— PROBLEM DESCRIPTION —
Rewrite the entries from the start through the line containing "Outline every instance of the white", replacing "desk" with "table" and leaving everything else unchanged.

— EXERCISE MATERIAL —
=-=-=-=-=
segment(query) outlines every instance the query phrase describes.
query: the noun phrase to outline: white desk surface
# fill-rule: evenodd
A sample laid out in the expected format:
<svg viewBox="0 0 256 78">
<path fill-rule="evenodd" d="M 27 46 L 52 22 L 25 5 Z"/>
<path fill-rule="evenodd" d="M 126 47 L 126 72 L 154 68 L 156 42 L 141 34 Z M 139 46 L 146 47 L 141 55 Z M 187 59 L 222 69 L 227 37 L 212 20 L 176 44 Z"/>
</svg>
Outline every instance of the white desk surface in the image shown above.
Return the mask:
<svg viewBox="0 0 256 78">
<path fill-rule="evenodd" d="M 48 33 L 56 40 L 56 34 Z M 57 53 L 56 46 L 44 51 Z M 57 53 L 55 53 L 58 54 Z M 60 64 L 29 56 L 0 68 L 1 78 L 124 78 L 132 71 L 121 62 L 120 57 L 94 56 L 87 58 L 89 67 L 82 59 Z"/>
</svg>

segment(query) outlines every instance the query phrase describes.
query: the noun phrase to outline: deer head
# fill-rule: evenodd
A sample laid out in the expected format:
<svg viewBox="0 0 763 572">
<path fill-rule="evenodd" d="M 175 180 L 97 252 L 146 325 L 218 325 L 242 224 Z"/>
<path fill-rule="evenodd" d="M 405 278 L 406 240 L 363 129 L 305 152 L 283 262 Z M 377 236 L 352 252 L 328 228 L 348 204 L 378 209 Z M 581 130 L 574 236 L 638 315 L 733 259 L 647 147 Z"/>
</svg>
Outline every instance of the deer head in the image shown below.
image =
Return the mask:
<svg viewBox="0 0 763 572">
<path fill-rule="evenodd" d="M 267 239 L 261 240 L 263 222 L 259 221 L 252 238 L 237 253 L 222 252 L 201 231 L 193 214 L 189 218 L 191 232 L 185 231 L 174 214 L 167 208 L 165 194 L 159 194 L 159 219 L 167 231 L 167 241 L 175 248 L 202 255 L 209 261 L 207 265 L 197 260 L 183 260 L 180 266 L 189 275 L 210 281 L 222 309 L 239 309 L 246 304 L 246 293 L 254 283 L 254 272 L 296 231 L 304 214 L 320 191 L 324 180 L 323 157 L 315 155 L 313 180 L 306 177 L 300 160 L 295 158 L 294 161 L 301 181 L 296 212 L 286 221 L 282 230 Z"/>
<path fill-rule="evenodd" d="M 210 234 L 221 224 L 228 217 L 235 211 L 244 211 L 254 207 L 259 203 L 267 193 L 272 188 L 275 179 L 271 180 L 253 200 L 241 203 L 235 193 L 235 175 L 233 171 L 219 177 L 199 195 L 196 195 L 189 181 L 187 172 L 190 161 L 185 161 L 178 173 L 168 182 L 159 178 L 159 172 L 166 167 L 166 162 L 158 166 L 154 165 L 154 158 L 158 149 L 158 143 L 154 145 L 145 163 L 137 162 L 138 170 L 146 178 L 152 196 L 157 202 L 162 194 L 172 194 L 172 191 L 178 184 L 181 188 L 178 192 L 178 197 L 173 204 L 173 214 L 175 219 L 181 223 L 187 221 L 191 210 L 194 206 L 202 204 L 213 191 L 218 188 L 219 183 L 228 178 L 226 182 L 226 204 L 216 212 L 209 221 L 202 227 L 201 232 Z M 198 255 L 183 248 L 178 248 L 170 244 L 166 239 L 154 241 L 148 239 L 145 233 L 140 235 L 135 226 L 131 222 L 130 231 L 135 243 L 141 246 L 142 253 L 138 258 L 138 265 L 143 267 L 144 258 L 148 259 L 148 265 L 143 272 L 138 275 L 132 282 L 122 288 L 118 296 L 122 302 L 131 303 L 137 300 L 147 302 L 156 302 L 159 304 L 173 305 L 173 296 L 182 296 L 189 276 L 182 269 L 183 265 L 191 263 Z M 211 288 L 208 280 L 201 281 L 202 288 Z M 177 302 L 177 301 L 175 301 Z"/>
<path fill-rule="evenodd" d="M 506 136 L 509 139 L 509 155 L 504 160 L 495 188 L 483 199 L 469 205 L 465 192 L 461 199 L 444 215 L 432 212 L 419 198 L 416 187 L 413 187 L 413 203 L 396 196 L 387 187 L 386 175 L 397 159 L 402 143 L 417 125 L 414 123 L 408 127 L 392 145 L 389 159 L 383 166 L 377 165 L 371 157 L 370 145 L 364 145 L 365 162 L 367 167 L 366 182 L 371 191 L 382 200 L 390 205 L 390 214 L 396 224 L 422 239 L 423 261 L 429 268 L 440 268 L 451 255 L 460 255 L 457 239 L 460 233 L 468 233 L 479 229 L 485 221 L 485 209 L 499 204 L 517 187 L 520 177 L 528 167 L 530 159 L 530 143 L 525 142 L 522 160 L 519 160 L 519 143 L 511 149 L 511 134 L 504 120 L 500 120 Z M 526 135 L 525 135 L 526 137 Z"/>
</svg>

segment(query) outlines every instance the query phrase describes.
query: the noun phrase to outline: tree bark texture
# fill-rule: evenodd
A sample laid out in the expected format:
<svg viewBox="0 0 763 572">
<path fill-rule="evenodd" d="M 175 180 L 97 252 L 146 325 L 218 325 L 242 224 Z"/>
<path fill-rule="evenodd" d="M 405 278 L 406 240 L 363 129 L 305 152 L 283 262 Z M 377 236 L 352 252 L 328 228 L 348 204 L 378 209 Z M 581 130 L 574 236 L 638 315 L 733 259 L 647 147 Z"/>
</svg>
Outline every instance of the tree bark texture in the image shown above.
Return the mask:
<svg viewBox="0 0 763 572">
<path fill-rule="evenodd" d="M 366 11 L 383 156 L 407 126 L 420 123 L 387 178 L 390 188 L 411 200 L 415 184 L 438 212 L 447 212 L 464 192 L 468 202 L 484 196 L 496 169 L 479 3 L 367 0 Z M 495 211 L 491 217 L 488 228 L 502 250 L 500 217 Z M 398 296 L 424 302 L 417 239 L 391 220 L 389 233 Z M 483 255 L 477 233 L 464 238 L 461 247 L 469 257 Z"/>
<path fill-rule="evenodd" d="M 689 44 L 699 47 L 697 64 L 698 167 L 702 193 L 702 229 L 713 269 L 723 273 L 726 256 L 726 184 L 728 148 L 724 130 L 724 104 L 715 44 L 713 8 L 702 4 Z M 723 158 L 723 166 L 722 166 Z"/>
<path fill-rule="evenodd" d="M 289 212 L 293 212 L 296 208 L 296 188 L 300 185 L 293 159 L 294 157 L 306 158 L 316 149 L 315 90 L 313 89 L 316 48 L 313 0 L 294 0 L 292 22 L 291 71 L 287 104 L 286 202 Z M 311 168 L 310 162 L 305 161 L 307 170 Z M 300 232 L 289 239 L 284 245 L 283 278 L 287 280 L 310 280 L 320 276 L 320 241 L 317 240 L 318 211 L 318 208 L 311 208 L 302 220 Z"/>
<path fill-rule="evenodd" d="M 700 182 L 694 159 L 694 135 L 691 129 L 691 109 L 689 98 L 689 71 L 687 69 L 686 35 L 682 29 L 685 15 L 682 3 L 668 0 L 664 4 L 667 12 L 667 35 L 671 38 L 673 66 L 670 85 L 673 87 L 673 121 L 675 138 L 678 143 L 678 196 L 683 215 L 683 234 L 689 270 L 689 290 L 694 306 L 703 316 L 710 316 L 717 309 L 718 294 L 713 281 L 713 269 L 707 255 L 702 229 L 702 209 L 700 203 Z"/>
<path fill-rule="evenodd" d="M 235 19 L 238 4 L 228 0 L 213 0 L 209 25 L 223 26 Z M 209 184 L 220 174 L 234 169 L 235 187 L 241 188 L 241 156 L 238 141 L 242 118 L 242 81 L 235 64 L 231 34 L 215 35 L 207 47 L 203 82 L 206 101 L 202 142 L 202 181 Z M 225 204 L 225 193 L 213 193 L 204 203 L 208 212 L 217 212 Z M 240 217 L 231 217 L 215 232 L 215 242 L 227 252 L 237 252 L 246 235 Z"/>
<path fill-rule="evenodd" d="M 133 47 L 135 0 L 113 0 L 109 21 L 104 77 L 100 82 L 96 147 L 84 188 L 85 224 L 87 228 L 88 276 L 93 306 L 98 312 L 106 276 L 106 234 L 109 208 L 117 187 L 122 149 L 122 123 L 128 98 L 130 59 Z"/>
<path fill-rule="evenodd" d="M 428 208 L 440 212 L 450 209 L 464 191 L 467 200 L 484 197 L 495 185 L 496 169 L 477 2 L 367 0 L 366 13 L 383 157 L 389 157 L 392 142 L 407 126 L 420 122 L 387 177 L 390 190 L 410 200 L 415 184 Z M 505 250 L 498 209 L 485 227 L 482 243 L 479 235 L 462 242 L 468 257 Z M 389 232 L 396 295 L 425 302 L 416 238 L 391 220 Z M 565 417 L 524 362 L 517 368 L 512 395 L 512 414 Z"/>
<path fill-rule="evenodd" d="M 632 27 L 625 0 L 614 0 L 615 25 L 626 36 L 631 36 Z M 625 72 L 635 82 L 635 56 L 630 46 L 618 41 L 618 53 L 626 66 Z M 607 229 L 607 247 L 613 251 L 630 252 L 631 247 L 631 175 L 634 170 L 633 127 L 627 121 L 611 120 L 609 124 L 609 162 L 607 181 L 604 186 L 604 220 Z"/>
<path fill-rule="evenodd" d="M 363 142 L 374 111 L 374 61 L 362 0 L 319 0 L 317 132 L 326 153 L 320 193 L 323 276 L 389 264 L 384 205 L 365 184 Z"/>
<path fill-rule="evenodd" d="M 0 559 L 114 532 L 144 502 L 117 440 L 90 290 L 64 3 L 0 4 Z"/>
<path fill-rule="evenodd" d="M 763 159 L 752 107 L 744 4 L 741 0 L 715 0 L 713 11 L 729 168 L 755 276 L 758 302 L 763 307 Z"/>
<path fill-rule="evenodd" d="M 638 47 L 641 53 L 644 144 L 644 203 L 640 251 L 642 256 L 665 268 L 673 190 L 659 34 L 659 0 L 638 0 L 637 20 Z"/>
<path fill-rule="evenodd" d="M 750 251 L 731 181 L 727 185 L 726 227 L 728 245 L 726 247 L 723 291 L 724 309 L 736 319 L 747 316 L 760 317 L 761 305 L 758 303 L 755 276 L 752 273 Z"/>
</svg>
=-=-=-=-=
— TASK OUTPUT —
segment(query) outlines every instance the query phrase describes.
query: the noun phrase to outline: white table surface
# fill-rule: evenodd
A sample laid out in the expected format:
<svg viewBox="0 0 256 78">
<path fill-rule="evenodd" d="M 27 46 L 52 22 L 25 5 Z"/>
<path fill-rule="evenodd" d="M 126 47 L 126 72 L 154 68 L 156 42 L 141 34 Z M 139 46 L 146 47 L 141 55 Z M 187 59 L 222 69 L 227 37 L 212 20 L 176 44 Z"/>
</svg>
Outline every instance of the white table surface in the image shown above.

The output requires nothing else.